DOCUMENT SEGMENT —
PDB To CIF¶
Converts one or more protein structures from PDB format to CIF format. Accepts a dictionary of PDB contents and returns a dictionary of converted CIF contents with the same keys. The node uses BioPython for parsing/writing and includes a best-effort fix to map atom records to entity IDs for protein chains.

Usage¶
Use this node when downstream tools or analyses require CIF (mmCIF) format instead of PDB. Typical workflow: load or assemble a batch of PDB structures, convert them to CIF with this node, then feed the CIF outputs into subsequent structure processing, validation, or visualization nodes that expect CIF.

Dataset excerpts —
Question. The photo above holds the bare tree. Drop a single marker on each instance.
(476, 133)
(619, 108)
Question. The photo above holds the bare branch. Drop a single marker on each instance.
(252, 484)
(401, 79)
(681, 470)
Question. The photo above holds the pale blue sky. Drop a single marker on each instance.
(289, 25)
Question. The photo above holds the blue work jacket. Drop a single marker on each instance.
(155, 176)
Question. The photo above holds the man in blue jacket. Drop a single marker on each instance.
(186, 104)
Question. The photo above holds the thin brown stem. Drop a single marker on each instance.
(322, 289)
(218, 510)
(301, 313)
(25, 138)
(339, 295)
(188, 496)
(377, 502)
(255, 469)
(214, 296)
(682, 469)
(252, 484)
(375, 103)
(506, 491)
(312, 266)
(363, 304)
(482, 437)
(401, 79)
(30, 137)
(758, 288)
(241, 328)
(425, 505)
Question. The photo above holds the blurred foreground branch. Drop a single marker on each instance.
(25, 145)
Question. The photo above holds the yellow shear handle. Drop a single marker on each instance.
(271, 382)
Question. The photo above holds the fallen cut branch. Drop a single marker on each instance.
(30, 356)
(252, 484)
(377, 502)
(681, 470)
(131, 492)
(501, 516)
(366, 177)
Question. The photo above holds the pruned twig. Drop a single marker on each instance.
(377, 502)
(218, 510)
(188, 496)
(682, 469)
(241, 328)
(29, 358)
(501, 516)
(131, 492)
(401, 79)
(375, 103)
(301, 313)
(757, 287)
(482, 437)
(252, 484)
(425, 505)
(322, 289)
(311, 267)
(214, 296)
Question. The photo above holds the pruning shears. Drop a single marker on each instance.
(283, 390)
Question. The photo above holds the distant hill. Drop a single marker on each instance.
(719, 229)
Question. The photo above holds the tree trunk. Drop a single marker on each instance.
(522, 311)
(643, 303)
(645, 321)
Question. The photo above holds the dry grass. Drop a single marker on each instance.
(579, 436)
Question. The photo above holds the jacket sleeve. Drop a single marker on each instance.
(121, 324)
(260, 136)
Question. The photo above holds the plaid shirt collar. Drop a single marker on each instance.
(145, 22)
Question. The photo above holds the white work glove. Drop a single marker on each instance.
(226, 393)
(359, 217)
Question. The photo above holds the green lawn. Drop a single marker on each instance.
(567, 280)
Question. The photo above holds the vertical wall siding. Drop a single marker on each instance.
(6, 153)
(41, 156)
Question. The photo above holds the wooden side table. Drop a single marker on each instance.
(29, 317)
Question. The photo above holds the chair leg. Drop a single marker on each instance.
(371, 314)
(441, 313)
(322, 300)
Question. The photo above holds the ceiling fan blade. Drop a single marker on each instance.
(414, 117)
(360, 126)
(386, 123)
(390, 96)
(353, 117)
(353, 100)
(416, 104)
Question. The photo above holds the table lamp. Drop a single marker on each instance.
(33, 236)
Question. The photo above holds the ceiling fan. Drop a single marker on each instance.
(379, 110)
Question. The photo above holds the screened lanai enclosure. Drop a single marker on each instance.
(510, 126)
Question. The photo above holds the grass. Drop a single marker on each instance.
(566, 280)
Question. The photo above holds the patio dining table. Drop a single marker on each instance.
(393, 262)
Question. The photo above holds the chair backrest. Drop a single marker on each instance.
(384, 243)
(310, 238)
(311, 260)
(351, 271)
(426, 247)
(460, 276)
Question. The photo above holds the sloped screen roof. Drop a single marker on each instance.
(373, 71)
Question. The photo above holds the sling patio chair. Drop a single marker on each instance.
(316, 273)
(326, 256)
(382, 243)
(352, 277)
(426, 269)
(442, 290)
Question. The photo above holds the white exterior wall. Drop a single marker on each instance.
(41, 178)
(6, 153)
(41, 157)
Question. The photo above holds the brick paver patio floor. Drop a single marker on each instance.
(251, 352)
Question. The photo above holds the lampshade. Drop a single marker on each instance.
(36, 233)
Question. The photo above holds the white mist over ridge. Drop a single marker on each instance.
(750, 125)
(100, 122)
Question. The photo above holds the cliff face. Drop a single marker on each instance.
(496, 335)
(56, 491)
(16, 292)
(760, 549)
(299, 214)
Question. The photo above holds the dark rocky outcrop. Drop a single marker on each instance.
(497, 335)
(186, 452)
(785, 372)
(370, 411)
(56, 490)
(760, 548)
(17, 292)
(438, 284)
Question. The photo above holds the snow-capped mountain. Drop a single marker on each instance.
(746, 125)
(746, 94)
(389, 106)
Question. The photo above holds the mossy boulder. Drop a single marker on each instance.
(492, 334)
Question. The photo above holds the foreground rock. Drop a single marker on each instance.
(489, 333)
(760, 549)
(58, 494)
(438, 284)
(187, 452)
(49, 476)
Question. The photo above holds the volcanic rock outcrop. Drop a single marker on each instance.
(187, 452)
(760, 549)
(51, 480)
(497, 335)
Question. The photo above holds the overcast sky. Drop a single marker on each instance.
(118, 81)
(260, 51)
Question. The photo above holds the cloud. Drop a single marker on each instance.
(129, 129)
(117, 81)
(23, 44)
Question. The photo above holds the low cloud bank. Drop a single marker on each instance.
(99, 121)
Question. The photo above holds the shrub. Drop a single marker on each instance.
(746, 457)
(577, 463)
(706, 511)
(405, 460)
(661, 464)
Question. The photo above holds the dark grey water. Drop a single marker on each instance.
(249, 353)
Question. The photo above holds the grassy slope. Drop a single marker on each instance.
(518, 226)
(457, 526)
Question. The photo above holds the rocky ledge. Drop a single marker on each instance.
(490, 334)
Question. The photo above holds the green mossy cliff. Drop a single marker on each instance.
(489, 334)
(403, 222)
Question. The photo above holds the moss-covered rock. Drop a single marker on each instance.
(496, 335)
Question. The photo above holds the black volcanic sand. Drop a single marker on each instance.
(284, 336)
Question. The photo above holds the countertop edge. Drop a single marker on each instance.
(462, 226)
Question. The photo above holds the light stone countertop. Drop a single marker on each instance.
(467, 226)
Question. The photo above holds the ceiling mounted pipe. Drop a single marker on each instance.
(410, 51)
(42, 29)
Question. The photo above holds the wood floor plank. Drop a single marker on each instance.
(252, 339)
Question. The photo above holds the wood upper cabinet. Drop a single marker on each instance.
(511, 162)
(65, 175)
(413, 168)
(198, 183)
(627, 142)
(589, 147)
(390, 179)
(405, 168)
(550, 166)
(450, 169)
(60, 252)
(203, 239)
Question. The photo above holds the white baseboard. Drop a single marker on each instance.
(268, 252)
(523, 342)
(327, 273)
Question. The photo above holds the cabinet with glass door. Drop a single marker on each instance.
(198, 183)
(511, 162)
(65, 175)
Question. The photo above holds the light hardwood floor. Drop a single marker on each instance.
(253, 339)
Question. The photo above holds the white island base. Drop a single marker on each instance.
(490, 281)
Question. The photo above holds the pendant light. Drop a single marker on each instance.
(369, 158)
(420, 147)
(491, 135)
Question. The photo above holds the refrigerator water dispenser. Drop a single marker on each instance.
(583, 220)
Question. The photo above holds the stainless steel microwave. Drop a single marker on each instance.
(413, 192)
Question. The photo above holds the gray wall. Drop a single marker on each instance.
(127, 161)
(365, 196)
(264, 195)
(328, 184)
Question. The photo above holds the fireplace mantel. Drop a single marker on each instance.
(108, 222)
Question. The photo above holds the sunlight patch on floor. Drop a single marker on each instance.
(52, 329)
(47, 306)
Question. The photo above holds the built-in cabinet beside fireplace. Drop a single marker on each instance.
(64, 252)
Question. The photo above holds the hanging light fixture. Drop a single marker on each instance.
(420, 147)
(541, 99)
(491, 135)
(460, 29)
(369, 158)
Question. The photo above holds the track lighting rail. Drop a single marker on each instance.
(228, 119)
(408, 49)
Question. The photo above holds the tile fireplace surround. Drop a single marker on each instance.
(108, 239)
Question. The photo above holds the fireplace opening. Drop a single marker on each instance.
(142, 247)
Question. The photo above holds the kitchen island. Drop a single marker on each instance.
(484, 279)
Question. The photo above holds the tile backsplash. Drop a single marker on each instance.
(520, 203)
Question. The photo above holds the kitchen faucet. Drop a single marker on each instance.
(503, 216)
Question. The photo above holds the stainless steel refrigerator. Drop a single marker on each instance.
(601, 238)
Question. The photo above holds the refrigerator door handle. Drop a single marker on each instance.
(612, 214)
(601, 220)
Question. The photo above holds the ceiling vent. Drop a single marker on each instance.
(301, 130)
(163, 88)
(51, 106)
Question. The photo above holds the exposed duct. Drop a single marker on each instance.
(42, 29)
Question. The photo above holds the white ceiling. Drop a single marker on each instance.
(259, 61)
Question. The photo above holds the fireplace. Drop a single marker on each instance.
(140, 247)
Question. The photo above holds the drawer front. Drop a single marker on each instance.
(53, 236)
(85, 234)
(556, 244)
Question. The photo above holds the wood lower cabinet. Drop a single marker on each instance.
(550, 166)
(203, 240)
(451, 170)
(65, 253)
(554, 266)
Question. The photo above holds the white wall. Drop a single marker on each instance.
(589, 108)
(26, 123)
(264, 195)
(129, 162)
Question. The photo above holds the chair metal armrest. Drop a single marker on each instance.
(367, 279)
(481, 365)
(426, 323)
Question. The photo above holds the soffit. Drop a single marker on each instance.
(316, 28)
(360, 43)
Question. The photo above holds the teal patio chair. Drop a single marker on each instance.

EXERCISE TASKS —
**1.** Restate the paragraph of the PDB To CIF description that begins "Converts one or more protein structures" as a short bulleted list, keeping its main facts.
**2.** Repeat the PDB To CIF description from "PDB To CIF¶" up to and including "that expect CIF.", word for word.
The entries have no connection to the PDB To CIF description.

RESULTS IN ORDER —
**1.**
- Converts one or more protein structures from PDB to CIF format.
- Input is a dictionary of PDB contents. Output is a dictionary of CIF contents with the same keys.
- Uses BioPython for parsing and writing.
- Includes a best-effort fix that maps atom records to entity IDs for protein chains.

**2.**
PDB To CIF¶
Converts one or more protein structures from PDB format to CIF format. Accepts a dictionary of PDB contents and returns a dictionary of converted CIF contents with the same keys. The node uses BioPython for parsing/writing and includes a best-effort fix to map atom records to entity IDs for protein chains.

Usage¶
Use this node when downstream tools or analyses require CIF (mmCIF) format instead of PDB. Typical workflow: load or assemble a batch of PDB structures, convert them to CIF with this node, then feed the CIF outputs into subsequent structure processing, validation, or visualization nodes that expect CIF.